[START Provided data]
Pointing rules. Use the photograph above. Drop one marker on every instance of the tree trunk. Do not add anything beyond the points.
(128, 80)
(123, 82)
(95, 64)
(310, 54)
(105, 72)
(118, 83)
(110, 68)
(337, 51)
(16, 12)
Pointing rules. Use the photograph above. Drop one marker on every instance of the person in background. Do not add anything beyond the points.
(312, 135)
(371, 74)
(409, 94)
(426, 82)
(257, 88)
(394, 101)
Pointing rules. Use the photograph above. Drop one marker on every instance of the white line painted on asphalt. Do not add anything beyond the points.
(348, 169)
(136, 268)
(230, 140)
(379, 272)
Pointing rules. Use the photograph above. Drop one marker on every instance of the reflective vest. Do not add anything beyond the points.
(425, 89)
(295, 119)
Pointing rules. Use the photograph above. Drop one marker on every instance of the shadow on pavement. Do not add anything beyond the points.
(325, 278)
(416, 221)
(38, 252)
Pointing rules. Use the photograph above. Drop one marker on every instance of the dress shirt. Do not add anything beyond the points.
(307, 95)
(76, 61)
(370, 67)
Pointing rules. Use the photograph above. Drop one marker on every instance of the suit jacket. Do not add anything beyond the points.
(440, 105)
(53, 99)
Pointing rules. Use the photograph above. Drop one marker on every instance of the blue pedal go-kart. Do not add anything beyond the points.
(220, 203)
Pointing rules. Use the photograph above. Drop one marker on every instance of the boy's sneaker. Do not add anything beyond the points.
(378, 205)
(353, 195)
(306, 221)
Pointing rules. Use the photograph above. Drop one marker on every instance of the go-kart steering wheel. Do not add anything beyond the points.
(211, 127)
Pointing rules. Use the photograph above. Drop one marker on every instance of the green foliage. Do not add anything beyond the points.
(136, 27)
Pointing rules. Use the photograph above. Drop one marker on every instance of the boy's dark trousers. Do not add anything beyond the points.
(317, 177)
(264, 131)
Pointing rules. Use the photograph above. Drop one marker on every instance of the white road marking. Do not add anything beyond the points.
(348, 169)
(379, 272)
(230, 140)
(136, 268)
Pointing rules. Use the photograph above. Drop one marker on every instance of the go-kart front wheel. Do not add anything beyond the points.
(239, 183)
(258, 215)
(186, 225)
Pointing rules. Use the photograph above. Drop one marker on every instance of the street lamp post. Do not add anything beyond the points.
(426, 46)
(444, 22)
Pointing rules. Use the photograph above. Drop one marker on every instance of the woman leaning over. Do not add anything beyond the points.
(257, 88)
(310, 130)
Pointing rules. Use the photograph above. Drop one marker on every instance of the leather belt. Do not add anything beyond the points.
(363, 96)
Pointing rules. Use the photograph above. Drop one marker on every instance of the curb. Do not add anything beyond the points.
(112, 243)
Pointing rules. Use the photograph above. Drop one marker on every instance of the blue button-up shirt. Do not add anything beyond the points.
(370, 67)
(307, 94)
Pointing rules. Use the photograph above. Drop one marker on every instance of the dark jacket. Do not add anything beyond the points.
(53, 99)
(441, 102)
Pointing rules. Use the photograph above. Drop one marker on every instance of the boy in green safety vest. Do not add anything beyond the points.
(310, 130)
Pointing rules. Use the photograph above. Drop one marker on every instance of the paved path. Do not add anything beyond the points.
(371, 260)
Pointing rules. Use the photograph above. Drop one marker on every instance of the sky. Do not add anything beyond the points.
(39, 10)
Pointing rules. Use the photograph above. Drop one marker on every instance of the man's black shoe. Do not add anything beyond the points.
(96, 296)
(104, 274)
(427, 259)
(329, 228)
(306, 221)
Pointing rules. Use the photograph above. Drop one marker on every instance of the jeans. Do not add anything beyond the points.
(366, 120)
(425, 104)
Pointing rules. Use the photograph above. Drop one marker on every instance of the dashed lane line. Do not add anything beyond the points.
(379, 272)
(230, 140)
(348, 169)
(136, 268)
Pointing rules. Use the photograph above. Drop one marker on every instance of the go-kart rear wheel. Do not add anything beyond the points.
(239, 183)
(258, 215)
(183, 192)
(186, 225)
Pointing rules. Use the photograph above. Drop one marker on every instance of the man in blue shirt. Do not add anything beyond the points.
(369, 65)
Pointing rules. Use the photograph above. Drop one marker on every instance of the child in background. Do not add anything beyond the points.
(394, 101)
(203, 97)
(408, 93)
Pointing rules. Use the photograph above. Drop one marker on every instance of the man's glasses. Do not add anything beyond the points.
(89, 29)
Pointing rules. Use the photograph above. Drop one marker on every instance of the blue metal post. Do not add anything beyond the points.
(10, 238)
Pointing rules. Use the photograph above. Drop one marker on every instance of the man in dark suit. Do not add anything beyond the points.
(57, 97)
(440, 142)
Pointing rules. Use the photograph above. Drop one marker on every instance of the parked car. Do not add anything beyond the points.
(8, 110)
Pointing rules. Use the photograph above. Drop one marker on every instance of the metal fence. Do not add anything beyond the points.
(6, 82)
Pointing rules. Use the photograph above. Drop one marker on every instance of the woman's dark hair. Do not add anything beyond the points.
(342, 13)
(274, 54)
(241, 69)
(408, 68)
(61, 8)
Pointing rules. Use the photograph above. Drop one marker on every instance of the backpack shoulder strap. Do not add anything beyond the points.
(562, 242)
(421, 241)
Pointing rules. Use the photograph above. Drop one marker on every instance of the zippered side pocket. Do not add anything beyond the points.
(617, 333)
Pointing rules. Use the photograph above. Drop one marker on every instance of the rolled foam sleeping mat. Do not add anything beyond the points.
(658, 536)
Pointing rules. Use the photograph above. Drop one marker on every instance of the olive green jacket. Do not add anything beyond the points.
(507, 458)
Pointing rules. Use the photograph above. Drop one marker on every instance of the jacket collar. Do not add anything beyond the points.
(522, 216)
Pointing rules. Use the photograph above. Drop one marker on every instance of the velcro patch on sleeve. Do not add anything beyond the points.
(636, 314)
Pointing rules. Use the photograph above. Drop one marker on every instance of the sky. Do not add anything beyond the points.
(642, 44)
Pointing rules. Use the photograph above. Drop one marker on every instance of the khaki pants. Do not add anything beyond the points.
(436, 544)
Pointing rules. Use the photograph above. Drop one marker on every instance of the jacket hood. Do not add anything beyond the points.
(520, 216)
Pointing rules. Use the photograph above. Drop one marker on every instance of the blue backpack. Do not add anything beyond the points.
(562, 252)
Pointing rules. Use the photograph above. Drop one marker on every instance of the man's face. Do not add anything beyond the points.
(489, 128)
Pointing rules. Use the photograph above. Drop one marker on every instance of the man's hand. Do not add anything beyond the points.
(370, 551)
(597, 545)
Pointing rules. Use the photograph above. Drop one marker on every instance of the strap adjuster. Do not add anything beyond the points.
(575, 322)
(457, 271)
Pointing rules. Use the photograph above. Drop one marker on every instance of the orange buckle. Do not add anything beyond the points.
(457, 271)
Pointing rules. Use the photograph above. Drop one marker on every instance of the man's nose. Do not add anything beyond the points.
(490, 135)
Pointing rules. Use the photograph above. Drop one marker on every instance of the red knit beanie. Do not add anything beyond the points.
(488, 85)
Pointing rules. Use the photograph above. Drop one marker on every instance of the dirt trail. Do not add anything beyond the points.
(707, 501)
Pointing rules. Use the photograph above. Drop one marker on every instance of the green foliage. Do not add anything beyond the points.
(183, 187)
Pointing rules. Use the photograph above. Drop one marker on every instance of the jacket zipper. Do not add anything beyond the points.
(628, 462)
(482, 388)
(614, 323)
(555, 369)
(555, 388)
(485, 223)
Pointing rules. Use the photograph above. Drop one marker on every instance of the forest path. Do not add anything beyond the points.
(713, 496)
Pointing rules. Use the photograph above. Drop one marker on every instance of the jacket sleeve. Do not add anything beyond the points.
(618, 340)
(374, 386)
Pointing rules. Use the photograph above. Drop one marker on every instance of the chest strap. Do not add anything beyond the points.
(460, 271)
[END Provided data]
◆ **Problem to solve**
Write the whole listing out again. Keep every line exactly as it is.

◆ **Problem solution**
Pointing rules. Use the photograph above. Drop one marker on every instance of the tree trunk. Do not add anything beyond the points.
(128, 80)
(123, 82)
(95, 64)
(310, 54)
(105, 72)
(118, 83)
(110, 68)
(337, 51)
(16, 12)
Pointing rules. Use the photograph above. Drop one marker on every instance of the person in background. Do not add anything beyond the points.
(312, 135)
(371, 74)
(409, 94)
(426, 82)
(257, 88)
(394, 101)
Pointing rules. Use the photograph above. Drop one marker on every instance of the white line painted on asphalt. Do not add anything beyond the points.
(348, 169)
(136, 268)
(230, 140)
(379, 272)
Pointing rules. Use the photograph above. Drop one marker on every instance of the reflective vest. Do not add anything beyond the points.
(425, 89)
(295, 119)
Pointing rules. Use the photograph above. Drop one marker on every instance of the shadow on pavement. Do not add anything beyond the points.
(325, 278)
(416, 221)
(38, 252)
Pointing rules. Use the photograph above. Drop one marker on every instance of the dress shirt. Do not add anything beyond the points.
(307, 95)
(76, 61)
(370, 67)
Pointing rules. Use the photograph above. Drop one marker on every instance of the suit jacket. Do not add anything beyond the points.
(440, 105)
(53, 99)
Pointing rules. Use the photograph above. Drop one marker on every instance of the blue pedal go-kart. Do not add anything beyond the points.
(220, 203)
Pointing rules. Use the photograph above. Drop one marker on every instance of the boy's sneaker. Do not add anything beyond the points.
(378, 205)
(353, 195)
(306, 221)
Pointing rules. Use the photograph above. Drop one marker on every instance of the go-kart steering wheel. Do not add anything beyond the points.
(211, 127)
Pointing rules. Use the photograph above. Drop one marker on every instance of the green foliage. Do not add anything beyond the points.
(136, 27)
Pointing rules. Use the photograph above. Drop one marker on every instance of the boy's dark trousers. Do not add anything beyond the points.
(317, 177)
(264, 131)
Pointing rules. Use the photograph above. Drop one marker on every instance of the white road marking. Do not add anything beyond the points.
(348, 169)
(379, 272)
(230, 140)
(136, 268)
Pointing rules. Use the photograph above. Drop one marker on every instance of the go-kart front wheel. Do not add anything beyond the points.
(239, 183)
(258, 215)
(186, 225)
Pointing rules. Use the photograph above. Drop one marker on every instance of the street lamp post. Do not add anything beyond the points.
(426, 46)
(444, 22)
Pointing rules. Use the photograph above. Drop one marker on every instance of the woman leaning over. Do not add anything beyond the points.
(257, 88)
(310, 130)
Pointing rules. Use the photograph above. Drop one marker on every instance of the leather belt. Do not add anything beyond the points.
(363, 96)
Pointing rules. Use the photograph above. Drop one marker on every instance of the curb. Do not add anything beyond the points.
(112, 243)
Pointing rules. Use the photograph above. Drop one marker on every instance of the blue button-up shirt. Do not add anything beyond the points.
(370, 67)
(307, 94)
Pointing rules. Use the photograph above. Drop one marker on every instance of the dark jacket. Do not add anything beyond the points.
(53, 99)
(441, 102)
Pointing rules. Use the photograph above. Drop one marker on every instance of the boy in green safety vest. Do not add anything beyond the points.
(310, 130)
Pointing rules. Use the photograph above. Drop one marker on every instance of the paved path. Do not add anything beyond the points.
(371, 260)
Pointing rules. Use the photograph above. Drop one marker on every instance of the sky. Do not add anything beyond the points.
(39, 10)
Pointing rules. Use the photograph above. Drop one marker on every instance of the man's black shoe. Do not add anything beyond the points.
(96, 296)
(104, 274)
(427, 259)
(329, 228)
(306, 221)
Pointing rules. Use the photograph above. Drop one marker on every instance of the jeans. Do not add anything beyond the points.
(366, 120)
(425, 104)
Pointing rules. Use the photograph above. Drop one marker on every instance of the dashed lane line. Do not add anything beyond the points.
(379, 272)
(230, 140)
(348, 169)
(136, 268)
Pointing rules. Use the photograph above. Drop one marker on every instance of the go-kart rear wheel. Do not add anything beyond the points.
(239, 183)
(258, 215)
(183, 192)
(186, 225)
Pointing rules. Use the photograph above. Drop one marker on every instance of the man in blue shirt. Do not add anything beyond the points.
(369, 65)
Pointing rules. Use the photograph above. Drop one marker on every instance of the child in background. Do not add anything beyond the points.
(394, 101)
(203, 97)
(408, 93)
Pointing rules. Use the photograph above. Drop one marker on every instance of the man's glasses. Do not add anything beyond the points.
(89, 29)
Pointing rules. Use the photograph above. Drop one marker on every instance of the blue metal post. Do not add anything beyond the points.
(10, 238)
Pointing rules. Use the photograph above. Drop one marker on every instance of the man in dark suit. Do not add anything beyond the points.
(57, 97)
(440, 142)
Pointing rules. Use the photograph above. Drop one marker on every instance of the parked car. Do not add anything beyond the points.
(8, 110)
Pointing rules. Use the photograph above. Drop one marker on every instance of the metal fence. Do not add anything beyond the points.
(6, 82)
Pointing rules. Use the photograph above. Drop one marker on every instance of the woman's dark hair. Do not add anything beyond the points.
(342, 13)
(274, 54)
(241, 69)
(408, 68)
(61, 8)
Pointing rules. Use the photograph above. Drop one marker on every instance of the backpack shoulder strap. Do not add anything beyond the points.
(562, 242)
(421, 241)
Pointing rules. Use the photograph above. Drop one marker on every instance of the zippered side pocket. Do not add anything beyond the points.
(617, 333)
Pointing rules. Use the photograph above. Drop one marker on every instance of the rolled foam sleeping mat. Do not add anything beyond the points.
(658, 536)
Pointing rules. Use the photograph above. Drop one marker on every instance of the olive green jacket. Do not add anything beyond the points.
(507, 458)
Pointing rules. Use the photograph above. Drop one marker on every instance of the jacket collar. Do not add anything beyond the points.
(522, 216)
Pointing rules. Use the photograph above. Drop one marker on every instance of the velcro patch on sleeve. Do not add anything beyond the points.
(636, 314)
Pointing rules. Use the photograph above. Drop one marker on every instance of the sky. Do not add anything beyond the points.
(642, 44)
Pointing rules. Use the photograph above. Drop one marker on every instance of the khaki pants. Do not add anything beyond the points.
(436, 544)
Pointing rules. Use the photograph above. Drop one marker on every instance of the jacket hood. Do not add anything beyond the points.
(520, 216)
Pointing rules. Use the photograph above. Drop one marker on every instance of the blue backpack. Do not add anything beyond the points.
(562, 252)
Pointing rules. Use the photograph above. Drop one marker on every instance of the man's face. Do not add anything beyond the points.
(489, 128)
Pointing rules. Use the photograph above. Drop one marker on every instance of the man's hand. Do not add anything beyond the points.
(370, 551)
(597, 545)
Pointing rules. Use the photograph above. Drop one marker on every instance of the strap adjuster. Do not add anything beyond the points.
(575, 322)
(457, 271)
Pointing rules. Use the photograph above. Drop one marker on every instance of the orange buckle. Do not add anything beyond the points.
(457, 271)
Pointing rules. Use the photograph above. Drop one marker on every instance of the man's nose. Do not add anything beyond the points.
(490, 135)
Pointing rules. Use the photograph above. Drop one marker on every instance of the red knit beanie. Do not add anything beyond the points.
(488, 85)
Pointing rules. Use the photograph above. Drop one marker on every instance of the dirt trail. Do not add anything beyond the points.
(707, 501)
Pointing rules. Use the photograph above. Drop one marker on every instance of the green foliage. Do not add anything beyond the points.
(183, 187)
Pointing rules. Use the photograph above. Drop one marker on every instance of the jacket zipper. Do not add anything beyond the points.
(628, 462)
(482, 388)
(614, 323)
(555, 369)
(555, 388)
(485, 223)
Pointing rules. Use the photograph above. Drop one marker on every instance of the forest path. Do not add anything beyond the points.
(713, 496)
Pointing rules. Use the photograph above. Drop one marker on every instance of the jacket sleeve. Do not add anything beyond the points.
(618, 340)
(374, 386)
Pointing rules. Use the photograph above. Drop one marker on every instance of the chest strap. Do not add anything beyond the points.
(460, 271)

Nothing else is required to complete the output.